Task item A — How many lines of the records contain the string "clicks", with case counting? Give only the number.

On Mon, May 22, 2017 at 10:42:00AM +0800, Peter Xu wrote:
> On Fri, May 19, 2017 at 07:55:26PM +0300, Michael S. Tsirkin wrote:
> > On Fri, May 19, 2017 at 11:19:49AM +0800, Peter Xu wrote:
> > > This patch pre-heat vhost iotlb cache when passthrough mode enabled.
> > > 
> > > Sometimes, even if user specified iommu_platform for vhost devices,
> > > IOMMU might still be disabled. One case is passthrough mode in VT-d
> > > implementation. We can detect this by observing iommu_list. If it's
> > > empty, it means IOMMU translation is disabled, then we can actually
> > > pre-heat the translation (it'll be static mapping then) by first
> > > invalidating all IOTLB, then cache existing memory ranges into vhost
> > > backend iotlb using 1:1 mapping.
> > > 
> > > Signed-off-by: Peter Xu <peterx@redhat.com>
> > 
> > I don't really understand. Is this a performance optimization?

Task item B — Can you restate the paragraph of the patch discussion that begins "Sometimes, even if user specified" in fewer words, keeping its main facts?

Given records —
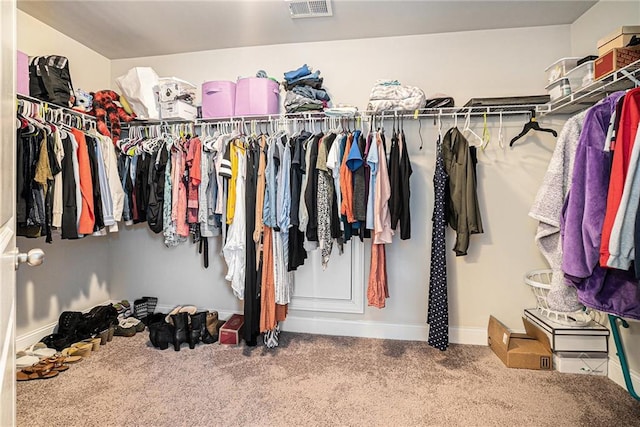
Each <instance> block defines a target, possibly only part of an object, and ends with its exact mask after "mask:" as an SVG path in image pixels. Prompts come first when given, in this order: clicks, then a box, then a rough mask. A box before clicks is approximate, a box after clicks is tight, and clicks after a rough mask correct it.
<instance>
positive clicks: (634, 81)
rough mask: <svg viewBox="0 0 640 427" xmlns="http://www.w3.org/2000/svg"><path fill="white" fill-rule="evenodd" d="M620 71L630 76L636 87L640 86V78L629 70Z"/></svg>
mask: <svg viewBox="0 0 640 427" xmlns="http://www.w3.org/2000/svg"><path fill="white" fill-rule="evenodd" d="M620 73H621V74H622V75H623V76H625V77H626V78H628V79H629V80H631V81H632V82H633V84H635V85H636V87H638V86H640V80H638V79H636V78H635V76H634V75H633V74H631V73H630V72H629V71H627V70H620Z"/></svg>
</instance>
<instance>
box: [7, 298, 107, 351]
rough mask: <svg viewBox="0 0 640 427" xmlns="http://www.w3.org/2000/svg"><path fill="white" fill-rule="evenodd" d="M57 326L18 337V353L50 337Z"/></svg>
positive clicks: (16, 337)
mask: <svg viewBox="0 0 640 427" xmlns="http://www.w3.org/2000/svg"><path fill="white" fill-rule="evenodd" d="M113 302H114V301H112V300H108V301H105V302H103V303H101V304H96V305H95V306H91V307H89V308H87V309H85V310H82V312H83V313H88V312H89V311H91V309H92V308H93V307H97V306H99V305H106V304H111V303H113ZM56 326H58V322H57V321H55V322H52V323H49V324H46V325H44V326H40V327H39V328H36V329H34V330H32V331H29V332H27V333H24V334H22V335H17V336H16V340H15V341H16V347H15V348H16V351H19V350H24V349H26V348H28V347H30V346H31V345H32V344H35V343H37V342H38V341H40V340H41V339H42V338H43V337H46V336H47V335H50V334H52V333H53V331H55V329H56Z"/></svg>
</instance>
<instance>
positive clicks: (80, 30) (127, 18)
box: [18, 0, 597, 59]
mask: <svg viewBox="0 0 640 427" xmlns="http://www.w3.org/2000/svg"><path fill="white" fill-rule="evenodd" d="M595 3H597V2H596V1H580V0H573V1H566V0H565V1H539V0H538V1H520V0H502V1H481V0H472V1H457V0H448V1H432V0H422V1H420V0H409V1H407V0H386V1H385V0H368V1H365V0H332V7H333V16H332V17H327V18H305V19H291V18H289V11H288V6H287V3H286V2H285V1H284V0H208V1H191V0H174V1H160V0H110V1H109V0H106V1H105V0H86V1H78V0H74V1H63V0H18V8H19V9H21V10H22V11H24V12H25V13H27V14H29V15H31V16H33V17H35V18H37V19H39V20H40V21H43V22H45V23H46V24H48V25H50V26H51V27H53V28H55V29H57V30H58V31H60V32H62V33H64V34H66V35H68V36H69V37H71V38H73V39H75V40H77V41H79V42H80V43H82V44H84V45H85V46H88V47H89V48H91V49H93V50H95V51H96V52H99V53H100V54H102V55H104V56H106V57H107V58H110V59H120V58H133V57H140V56H151V55H165V54H172V53H180V52H194V51H201V50H211V49H223V48H231V47H243V46H257V45H270V44H281V43H294V42H313V41H326V40H346V39H358V38H370V37H387V36H401V35H414V34H429V33H443V32H452V31H470V30H485V29H497V28H517V27H534V26H543V25H560V24H571V23H573V22H574V21H575V20H576V19H577V18H578V17H580V16H581V15H582V14H583V13H584V12H586V11H587V10H588V9H589V8H590V7H591V6H593V5H594V4H595ZM469 36H470V37H473V35H472V34H470V35H469ZM531 43H532V46H534V45H535V40H532V41H531Z"/></svg>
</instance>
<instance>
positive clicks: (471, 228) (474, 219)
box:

Exercise solution A — 5

Exercise solution B — The IOMMU can be disabled even when iommu_platform is specified for vhost devices, as in VT-d passthrough mode. An empty iommu_list shows this. The translation is then a static mapping, so it can be pre-heated. First all IOTLB is invalidated, and then existing memory ranges are cached into the vhost backend iotlb using 1:1 mapping.